What is expected » Reproduce the entries below exactly, but only from the line containing "Target: sandy ground" to the line containing "Expected: one point per instance of the rider in", inclusive.

* * * * *

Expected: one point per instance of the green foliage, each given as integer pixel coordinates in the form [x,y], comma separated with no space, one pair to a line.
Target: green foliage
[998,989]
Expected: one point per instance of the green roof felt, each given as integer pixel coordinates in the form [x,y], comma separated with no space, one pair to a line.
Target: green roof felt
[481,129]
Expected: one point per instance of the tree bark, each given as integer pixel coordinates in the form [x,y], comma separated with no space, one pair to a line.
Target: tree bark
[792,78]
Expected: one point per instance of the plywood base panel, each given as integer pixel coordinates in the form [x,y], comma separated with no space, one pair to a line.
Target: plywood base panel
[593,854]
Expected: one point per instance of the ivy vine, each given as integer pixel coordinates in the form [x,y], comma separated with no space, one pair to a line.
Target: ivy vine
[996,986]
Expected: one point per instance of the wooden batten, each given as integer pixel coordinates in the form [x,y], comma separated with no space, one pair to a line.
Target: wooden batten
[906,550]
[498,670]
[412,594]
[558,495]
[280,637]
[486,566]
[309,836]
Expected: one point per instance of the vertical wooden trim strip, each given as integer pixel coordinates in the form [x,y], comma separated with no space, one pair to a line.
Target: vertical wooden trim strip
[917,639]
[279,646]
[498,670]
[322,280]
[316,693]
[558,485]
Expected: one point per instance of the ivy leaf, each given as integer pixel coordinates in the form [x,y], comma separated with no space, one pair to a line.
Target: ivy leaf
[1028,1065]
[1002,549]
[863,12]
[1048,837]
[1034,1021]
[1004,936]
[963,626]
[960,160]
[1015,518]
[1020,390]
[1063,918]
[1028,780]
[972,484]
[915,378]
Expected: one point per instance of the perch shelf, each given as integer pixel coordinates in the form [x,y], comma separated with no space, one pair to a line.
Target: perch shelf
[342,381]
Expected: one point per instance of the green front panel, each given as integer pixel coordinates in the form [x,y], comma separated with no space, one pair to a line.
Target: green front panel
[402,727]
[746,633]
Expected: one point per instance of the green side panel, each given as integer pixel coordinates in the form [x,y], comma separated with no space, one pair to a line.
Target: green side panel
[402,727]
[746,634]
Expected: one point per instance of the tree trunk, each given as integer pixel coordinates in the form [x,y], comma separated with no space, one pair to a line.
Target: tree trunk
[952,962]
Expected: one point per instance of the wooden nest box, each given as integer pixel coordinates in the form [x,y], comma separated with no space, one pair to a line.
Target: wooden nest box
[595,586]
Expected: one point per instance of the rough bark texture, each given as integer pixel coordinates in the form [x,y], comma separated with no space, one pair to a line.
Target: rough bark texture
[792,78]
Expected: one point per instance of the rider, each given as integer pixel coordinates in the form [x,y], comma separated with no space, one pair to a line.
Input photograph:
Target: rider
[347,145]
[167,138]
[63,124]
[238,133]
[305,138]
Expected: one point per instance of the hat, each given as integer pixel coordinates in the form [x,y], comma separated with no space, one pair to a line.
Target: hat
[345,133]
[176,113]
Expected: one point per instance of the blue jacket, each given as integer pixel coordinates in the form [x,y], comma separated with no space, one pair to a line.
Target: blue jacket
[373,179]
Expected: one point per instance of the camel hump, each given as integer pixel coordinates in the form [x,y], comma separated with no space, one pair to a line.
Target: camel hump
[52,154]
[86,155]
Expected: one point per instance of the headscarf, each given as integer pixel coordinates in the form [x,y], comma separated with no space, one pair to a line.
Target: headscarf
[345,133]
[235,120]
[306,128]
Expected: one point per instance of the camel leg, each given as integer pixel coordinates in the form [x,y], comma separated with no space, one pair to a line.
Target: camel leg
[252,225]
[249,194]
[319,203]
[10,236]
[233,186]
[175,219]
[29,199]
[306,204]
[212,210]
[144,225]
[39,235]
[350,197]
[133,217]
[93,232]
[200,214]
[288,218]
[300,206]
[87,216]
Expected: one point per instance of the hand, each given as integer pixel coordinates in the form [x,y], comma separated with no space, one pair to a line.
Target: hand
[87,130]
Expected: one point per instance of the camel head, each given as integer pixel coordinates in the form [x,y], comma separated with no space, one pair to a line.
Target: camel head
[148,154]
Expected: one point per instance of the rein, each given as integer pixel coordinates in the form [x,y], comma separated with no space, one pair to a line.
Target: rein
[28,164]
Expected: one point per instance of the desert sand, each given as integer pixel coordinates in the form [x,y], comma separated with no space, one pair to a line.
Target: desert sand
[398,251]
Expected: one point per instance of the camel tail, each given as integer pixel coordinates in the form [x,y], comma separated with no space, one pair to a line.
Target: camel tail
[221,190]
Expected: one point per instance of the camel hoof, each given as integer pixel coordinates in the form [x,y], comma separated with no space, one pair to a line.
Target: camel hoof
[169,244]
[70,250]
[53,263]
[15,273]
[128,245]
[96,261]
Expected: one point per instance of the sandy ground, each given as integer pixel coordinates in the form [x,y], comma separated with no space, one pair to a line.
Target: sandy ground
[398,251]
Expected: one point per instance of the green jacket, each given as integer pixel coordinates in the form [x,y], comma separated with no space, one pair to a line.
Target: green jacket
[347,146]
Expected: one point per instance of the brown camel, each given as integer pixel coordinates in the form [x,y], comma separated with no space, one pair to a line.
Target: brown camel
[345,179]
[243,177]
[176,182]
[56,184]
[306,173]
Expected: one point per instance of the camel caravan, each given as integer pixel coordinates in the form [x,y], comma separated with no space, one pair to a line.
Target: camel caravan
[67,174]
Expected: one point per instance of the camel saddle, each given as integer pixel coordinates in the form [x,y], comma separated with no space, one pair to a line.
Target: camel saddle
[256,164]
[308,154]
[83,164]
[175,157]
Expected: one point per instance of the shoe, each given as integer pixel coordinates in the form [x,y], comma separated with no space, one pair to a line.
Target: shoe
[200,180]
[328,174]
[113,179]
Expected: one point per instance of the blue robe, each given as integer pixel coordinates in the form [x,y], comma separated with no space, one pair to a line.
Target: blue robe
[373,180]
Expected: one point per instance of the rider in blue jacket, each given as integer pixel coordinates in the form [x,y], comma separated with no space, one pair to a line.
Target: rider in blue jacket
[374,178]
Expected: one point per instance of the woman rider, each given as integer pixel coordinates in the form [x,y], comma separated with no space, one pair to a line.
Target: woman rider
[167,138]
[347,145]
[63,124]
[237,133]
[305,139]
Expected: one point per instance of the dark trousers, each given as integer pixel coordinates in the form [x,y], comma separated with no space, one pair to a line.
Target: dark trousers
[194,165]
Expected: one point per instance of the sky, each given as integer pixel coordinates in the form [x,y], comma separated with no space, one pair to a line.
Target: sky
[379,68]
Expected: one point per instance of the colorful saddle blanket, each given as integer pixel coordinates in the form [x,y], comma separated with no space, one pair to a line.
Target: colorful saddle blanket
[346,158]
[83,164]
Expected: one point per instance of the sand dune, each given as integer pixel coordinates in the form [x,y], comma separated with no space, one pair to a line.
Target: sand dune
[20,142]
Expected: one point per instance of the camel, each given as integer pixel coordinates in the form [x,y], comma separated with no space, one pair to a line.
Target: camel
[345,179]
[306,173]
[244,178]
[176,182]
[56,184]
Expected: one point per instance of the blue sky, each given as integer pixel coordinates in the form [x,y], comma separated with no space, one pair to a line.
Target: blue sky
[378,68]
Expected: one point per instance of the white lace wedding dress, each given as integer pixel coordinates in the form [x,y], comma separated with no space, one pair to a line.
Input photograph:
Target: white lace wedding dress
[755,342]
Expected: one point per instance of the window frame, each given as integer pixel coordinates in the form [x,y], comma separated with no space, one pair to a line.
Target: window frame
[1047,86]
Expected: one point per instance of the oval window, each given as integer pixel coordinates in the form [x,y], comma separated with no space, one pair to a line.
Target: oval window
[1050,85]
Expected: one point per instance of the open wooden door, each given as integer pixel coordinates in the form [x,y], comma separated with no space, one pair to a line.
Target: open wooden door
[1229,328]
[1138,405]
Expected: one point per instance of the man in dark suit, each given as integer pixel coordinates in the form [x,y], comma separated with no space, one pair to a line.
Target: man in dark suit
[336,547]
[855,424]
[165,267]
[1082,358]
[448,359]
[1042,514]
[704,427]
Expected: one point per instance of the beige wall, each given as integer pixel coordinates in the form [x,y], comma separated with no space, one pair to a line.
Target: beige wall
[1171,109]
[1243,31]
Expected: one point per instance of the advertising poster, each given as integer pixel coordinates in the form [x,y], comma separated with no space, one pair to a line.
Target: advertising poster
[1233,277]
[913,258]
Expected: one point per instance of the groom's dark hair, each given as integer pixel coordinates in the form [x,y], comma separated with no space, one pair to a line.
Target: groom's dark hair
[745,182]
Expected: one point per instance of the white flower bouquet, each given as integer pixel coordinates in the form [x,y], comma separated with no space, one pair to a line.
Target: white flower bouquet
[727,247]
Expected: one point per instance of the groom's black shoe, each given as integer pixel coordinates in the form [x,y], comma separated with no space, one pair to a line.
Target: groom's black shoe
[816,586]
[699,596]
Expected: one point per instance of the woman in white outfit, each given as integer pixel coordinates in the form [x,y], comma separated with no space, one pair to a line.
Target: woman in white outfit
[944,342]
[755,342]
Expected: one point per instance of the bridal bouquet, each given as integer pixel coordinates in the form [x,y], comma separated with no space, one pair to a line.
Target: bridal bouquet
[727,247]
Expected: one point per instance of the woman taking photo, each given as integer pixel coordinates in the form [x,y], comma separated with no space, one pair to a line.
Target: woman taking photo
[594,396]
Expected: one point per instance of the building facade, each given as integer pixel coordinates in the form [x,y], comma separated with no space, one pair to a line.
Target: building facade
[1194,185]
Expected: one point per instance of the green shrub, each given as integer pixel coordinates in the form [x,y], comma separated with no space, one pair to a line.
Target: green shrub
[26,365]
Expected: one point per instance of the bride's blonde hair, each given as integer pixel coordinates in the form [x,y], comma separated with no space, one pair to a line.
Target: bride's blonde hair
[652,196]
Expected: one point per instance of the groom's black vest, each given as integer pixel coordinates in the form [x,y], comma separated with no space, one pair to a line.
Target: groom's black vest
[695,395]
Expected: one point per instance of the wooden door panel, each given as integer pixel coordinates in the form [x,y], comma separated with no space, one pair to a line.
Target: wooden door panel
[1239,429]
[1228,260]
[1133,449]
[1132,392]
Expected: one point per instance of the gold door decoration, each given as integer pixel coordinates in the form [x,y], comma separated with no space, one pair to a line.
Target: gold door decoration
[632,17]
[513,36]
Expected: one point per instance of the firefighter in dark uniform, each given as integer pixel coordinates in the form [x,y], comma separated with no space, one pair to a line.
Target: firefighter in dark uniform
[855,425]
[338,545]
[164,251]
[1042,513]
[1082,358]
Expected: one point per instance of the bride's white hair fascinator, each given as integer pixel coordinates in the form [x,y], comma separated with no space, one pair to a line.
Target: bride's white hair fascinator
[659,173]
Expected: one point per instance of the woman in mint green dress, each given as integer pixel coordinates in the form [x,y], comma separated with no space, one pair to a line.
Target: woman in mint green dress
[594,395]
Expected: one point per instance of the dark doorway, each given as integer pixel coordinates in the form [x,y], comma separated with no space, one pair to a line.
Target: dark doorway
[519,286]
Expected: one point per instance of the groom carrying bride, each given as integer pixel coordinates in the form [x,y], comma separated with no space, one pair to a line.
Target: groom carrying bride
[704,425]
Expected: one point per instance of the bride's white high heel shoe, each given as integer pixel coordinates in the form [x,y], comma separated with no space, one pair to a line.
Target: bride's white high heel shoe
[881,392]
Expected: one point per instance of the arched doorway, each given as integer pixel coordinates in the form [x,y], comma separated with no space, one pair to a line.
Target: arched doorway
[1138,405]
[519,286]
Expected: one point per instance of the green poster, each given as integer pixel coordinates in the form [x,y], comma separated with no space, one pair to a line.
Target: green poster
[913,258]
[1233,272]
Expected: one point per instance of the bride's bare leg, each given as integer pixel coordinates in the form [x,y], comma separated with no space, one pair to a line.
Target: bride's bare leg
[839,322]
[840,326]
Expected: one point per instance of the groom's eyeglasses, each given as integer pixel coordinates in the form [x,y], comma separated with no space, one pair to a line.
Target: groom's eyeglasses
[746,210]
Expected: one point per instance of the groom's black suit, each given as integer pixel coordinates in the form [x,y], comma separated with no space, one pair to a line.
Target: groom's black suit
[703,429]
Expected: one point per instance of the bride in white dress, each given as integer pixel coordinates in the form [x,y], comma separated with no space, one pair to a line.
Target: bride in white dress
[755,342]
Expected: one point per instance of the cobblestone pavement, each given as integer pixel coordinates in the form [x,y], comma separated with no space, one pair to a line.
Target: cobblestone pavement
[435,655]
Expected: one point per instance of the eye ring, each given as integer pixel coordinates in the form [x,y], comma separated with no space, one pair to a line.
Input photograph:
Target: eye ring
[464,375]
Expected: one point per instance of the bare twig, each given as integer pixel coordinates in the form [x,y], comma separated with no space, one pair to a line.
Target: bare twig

* * * * *

Worked solution »
Target: sandy ground
[398,251]
Expected: one point per instance of the green jacket, each given as integer pixel coordinates in the form [x,y], comma separated with no space, one pair to a line.
Target: green jacket
[347,146]
Expected: one point per instance of the brown camel, each given as integer pixel coordinates in the form [x,y], comma separated with no space, one pair to a line.
Target: brown camel
[345,179]
[243,177]
[176,182]
[56,184]
[306,173]
Expected: one point per instance of the camel caravan, each given as integer pixel coordinates in the form [x,y], comma separated with no space, one pair to a line.
Target: camel caravan
[67,174]
Expected: one point per instance of the camel saddle, each given as integer pixel coordinates in the form [x,y], comma separated with no space, one pair to a line.
Target: camel saddle
[256,164]
[308,154]
[83,164]
[175,157]
Expected: one point per instance of the shoe, each given as integer pixel coordinates in the form [x,y], comma separated with no space, one pair to a line.
Target: shoe
[200,180]
[328,174]
[113,179]
Expected: one point per instance of the blue robe, each given as integer pixel coordinates in the form [x,y], comma separated with no space, one pair to a line.
Target: blue robe
[373,180]
Expected: one point per instance of the rider in blue jacket, each given as integer pixel coordinates in the form [x,y], comma separated with no space, one pair to a line.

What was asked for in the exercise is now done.